> **Exercise details**:
Set down the material once more, exactly as it appears.

--------------------

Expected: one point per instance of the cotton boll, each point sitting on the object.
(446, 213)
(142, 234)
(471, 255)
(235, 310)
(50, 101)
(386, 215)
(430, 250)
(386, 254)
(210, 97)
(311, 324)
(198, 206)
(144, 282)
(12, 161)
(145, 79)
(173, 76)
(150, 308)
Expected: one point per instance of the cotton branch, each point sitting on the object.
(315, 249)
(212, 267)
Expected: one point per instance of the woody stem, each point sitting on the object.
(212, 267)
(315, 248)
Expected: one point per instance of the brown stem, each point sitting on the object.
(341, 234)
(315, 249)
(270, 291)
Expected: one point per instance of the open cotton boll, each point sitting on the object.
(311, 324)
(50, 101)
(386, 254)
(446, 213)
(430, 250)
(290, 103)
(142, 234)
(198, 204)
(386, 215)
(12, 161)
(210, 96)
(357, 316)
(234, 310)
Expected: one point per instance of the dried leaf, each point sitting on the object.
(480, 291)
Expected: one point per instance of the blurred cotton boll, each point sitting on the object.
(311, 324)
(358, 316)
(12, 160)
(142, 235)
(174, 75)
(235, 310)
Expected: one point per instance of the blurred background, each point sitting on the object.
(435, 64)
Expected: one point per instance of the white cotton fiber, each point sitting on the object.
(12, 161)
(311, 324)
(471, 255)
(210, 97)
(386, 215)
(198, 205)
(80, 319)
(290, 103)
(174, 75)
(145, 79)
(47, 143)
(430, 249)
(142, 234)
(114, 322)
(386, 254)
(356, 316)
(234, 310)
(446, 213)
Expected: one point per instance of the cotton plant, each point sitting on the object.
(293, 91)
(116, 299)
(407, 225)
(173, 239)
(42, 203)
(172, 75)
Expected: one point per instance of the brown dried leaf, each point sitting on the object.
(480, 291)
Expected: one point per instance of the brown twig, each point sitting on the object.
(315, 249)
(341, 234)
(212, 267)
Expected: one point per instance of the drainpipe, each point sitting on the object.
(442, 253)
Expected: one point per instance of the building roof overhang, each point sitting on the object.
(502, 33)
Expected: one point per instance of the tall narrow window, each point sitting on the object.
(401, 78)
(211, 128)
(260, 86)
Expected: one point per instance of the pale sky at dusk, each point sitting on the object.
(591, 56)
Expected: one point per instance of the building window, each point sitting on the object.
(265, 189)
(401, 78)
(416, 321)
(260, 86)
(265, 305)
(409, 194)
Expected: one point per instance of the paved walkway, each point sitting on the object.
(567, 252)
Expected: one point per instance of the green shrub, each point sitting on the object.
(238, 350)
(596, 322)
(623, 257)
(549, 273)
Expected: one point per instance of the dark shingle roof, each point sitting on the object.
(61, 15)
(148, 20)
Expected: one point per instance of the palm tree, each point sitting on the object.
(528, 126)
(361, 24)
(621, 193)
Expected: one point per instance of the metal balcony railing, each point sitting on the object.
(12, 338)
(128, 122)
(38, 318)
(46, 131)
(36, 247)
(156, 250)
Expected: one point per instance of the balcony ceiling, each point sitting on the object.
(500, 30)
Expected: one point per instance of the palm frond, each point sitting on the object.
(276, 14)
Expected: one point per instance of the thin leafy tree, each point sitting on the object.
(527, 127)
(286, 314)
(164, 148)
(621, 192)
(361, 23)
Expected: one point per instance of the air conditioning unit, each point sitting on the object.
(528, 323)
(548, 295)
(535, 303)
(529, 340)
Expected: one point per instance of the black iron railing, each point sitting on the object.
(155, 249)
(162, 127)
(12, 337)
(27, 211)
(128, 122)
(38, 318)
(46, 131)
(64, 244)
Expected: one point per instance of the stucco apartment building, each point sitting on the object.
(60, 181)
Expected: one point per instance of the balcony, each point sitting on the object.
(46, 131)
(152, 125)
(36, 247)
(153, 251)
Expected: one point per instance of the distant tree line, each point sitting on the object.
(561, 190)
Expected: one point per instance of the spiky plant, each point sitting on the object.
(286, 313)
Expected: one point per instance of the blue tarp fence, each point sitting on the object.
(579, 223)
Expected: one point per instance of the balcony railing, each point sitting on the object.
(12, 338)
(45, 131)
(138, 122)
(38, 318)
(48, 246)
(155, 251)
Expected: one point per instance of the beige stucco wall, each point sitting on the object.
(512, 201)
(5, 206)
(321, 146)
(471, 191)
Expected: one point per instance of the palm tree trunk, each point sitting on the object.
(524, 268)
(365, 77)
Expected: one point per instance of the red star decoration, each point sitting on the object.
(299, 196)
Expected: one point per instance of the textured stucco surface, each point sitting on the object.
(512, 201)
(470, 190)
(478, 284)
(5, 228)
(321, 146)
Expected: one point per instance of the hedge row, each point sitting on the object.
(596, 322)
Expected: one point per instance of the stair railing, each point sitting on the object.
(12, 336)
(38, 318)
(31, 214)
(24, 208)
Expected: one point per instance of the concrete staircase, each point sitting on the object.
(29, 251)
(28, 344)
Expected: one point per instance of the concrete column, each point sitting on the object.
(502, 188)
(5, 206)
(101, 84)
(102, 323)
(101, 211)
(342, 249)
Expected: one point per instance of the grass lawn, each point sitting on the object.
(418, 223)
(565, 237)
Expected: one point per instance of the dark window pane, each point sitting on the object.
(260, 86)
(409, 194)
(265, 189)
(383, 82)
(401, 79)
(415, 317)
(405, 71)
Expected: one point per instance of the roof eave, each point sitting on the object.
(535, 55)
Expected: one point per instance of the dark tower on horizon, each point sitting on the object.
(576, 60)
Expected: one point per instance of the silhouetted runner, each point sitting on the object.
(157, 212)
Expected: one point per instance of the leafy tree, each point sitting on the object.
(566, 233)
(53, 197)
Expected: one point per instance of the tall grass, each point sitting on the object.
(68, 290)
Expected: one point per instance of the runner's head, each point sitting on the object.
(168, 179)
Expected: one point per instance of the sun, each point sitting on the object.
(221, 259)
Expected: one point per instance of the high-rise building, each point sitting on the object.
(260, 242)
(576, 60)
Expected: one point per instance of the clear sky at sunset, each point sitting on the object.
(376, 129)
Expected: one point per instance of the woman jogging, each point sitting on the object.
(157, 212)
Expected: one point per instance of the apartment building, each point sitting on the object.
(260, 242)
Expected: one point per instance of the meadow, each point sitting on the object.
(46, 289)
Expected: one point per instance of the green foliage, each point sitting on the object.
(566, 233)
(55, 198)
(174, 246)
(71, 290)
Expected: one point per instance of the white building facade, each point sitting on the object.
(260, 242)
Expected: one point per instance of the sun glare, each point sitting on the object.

--------------------

> **Output of the task**:
Expected: one point per instance of the cotton boll, each point sitting on the object.
(446, 213)
(142, 234)
(471, 255)
(235, 310)
(50, 101)
(386, 215)
(430, 250)
(386, 254)
(210, 97)
(311, 324)
(198, 206)
(144, 282)
(12, 161)
(145, 79)
(173, 76)
(150, 308)
Expected: one point per instance of the cotton branch, each point sitting on the object.
(315, 249)
(212, 267)
Expected: one point per instance of the woody stem, each point sitting on the object.
(212, 267)
(315, 248)
Expected: one point per instance of the brown stem, each point sitting on the object.
(341, 234)
(315, 249)
(270, 291)
Expected: one point per instance of the open cotton boll, each point sitting on the object.
(311, 324)
(50, 101)
(386, 254)
(446, 213)
(430, 250)
(290, 103)
(142, 234)
(198, 204)
(386, 215)
(12, 161)
(210, 96)
(357, 316)
(234, 310)
Expected: one point per instance of the dried leaf, each point sitting on the object.
(480, 291)
Expected: one point per instance of the blurred cotton boll, each point sitting on the object.
(311, 324)
(358, 316)
(12, 160)
(142, 235)
(174, 75)
(235, 310)
Expected: one point per instance of the blurred background, each point sitting on the object.
(435, 64)
Expected: one point per instance of the white cotton fiber, each point sitting on the object.
(12, 161)
(311, 324)
(471, 255)
(210, 97)
(386, 215)
(198, 205)
(80, 319)
(290, 103)
(174, 75)
(145, 79)
(47, 143)
(430, 249)
(142, 234)
(114, 322)
(386, 254)
(356, 316)
(234, 310)
(446, 213)
Expected: one point per instance of the cotton plant, each point sitting on the object.
(293, 91)
(116, 299)
(407, 225)
(173, 239)
(42, 203)
(172, 75)
Expected: one point per instance of the brown dried leaf, each point sitting on the object.
(480, 291)
Expected: one point per instance of the brown twig, each point sitting on the object.
(315, 249)
(341, 234)
(212, 267)
Expected: one point per instance of the drainpipe, each point sitting on the object.
(442, 253)
Expected: one point per instance of the building roof overhang, each point sitting on the object.
(502, 33)
Expected: one point per instance of the tall narrow window, each point sitting on the object.
(401, 78)
(211, 128)
(260, 86)
Expected: one point per instance of the pale sky at dusk, each point sitting on the object.
(591, 56)
Expected: one point per instance of the building window, each point sitting on the object.
(265, 189)
(401, 78)
(416, 321)
(260, 86)
(265, 305)
(409, 194)
Expected: one point per instance of the paved walkway, each point sitting on the object.
(567, 252)
Expected: one point per instance of the green shrub, each point sitting on the object.
(238, 350)
(596, 322)
(623, 257)
(549, 273)
Expected: one point per instance of the dark shingle roof, each point sitting on the object.
(61, 15)
(148, 20)
Expected: one point per instance of the palm tree, each point sitting on the object.
(528, 126)
(361, 24)
(621, 193)
Expected: one point per instance of the metal balcony railing, each point sitting on the object.
(12, 338)
(128, 122)
(38, 318)
(46, 131)
(36, 247)
(156, 250)
Expected: one point per instance of the balcony ceiling, each point sitting on the object.
(500, 30)
Expected: one point per instance of the palm frond, each point sitting on the object.
(276, 14)
Expected: one point per instance of the thin leafy tree, each point sitting on the object.
(527, 127)
(286, 314)
(164, 148)
(621, 192)
(361, 23)
Expected: one point per instance of the air conditioning unit, each point sitting on the object.
(528, 323)
(548, 295)
(535, 303)
(529, 340)
Expected: one point per instance of the black iron railing, each point sitting on the object.
(155, 249)
(162, 127)
(12, 337)
(27, 211)
(128, 122)
(38, 318)
(46, 131)
(64, 244)
Expected: one point per instance of the stucco apartment building, each point sitting on the object.
(60, 181)
Expected: one point per instance of the balcony, each point sitting on the object.
(46, 131)
(152, 125)
(36, 247)
(153, 251)
Expected: one point per instance of the distant tree line, each point sitting on the object.
(561, 190)
Expected: one point per instance of the spiky plant, each point sitting on the object.
(286, 313)
Expected: one point per instance of the blue tarp fence, each point sitting on the object.
(579, 223)
Expected: one point per instance of the balcony railing, each point sitting on the object.
(12, 338)
(45, 131)
(138, 122)
(38, 318)
(48, 246)
(155, 251)
Expected: one point per instance of the beige stucco wall, each point sitting on the object.
(512, 201)
(5, 206)
(321, 146)
(471, 191)
Expected: one point per instance of the palm tree trunk, each point sitting on the object.
(524, 268)
(365, 77)
Expected: one point per instance of the red star decoration, each point sitting on the object.
(299, 196)
Expected: one point per instance of the textured stucco surface, each point sitting on the object.
(512, 201)
(470, 190)
(478, 284)
(5, 228)
(321, 146)
Expected: one point per instance of the hedge row, each point sitting on the object.
(596, 322)
Expected: one point per instance of the stair railing, each point sitting on the object.
(12, 336)
(38, 318)
(31, 214)
(24, 208)
Expected: one point per instance of the concrete staircase, each point sitting on the object.
(29, 251)
(28, 344)
Expected: one point per instance of the concrete column, each point sitting on the object.
(502, 188)
(5, 206)
(101, 84)
(102, 323)
(101, 211)
(342, 249)
Expected: one point per instance of the grass lawn, each point sitting on the object.
(418, 223)
(565, 237)
Expected: one point per instance of the dark window pane, each point sitting on the object.
(260, 86)
(409, 194)
(265, 189)
(383, 82)
(401, 79)
(415, 317)
(405, 71)
Expected: one point per instance of the roof eave, each point sitting on the object.
(535, 55)
Expected: one point per instance of the dark tower on horizon, each point sitting on the object.
(576, 60)
Expected: one point per instance of the silhouetted runner, each point sitting on the object.
(157, 212)
Expected: one point per instance of the leafy tree, each point sitting on the object.
(566, 233)
(53, 197)
Expected: one point per instance of the tall grass, each point sitting on the object.
(68, 290)
Expected: one point per instance of the runner's head, each point sitting on the object.
(168, 179)
Expected: one point per instance of the sun, each point sitting on the object.
(221, 259)
Expected: one point per instance of the high-rise building, each point sitting on the object.
(260, 242)
(576, 60)
Expected: one point per instance of the clear sky at sunset, each point sitting on the object.
(376, 129)
Expected: one point per instance of the woman jogging, each point sitting on the object.
(157, 212)
Expected: one point per instance of the apartment building, each point sitting on the object.
(260, 242)
Expected: one point per instance of the meadow, each point sitting on the object.
(46, 289)
Expected: one point per instance of the green foliage, each point sitting on the object.
(566, 233)
(55, 198)
(174, 246)
(71, 290)
Expected: one point per instance of the white building facade, each point sitting on the object.
(260, 242)
Expected: one point per instance of the sun glare, each point sitting on the object.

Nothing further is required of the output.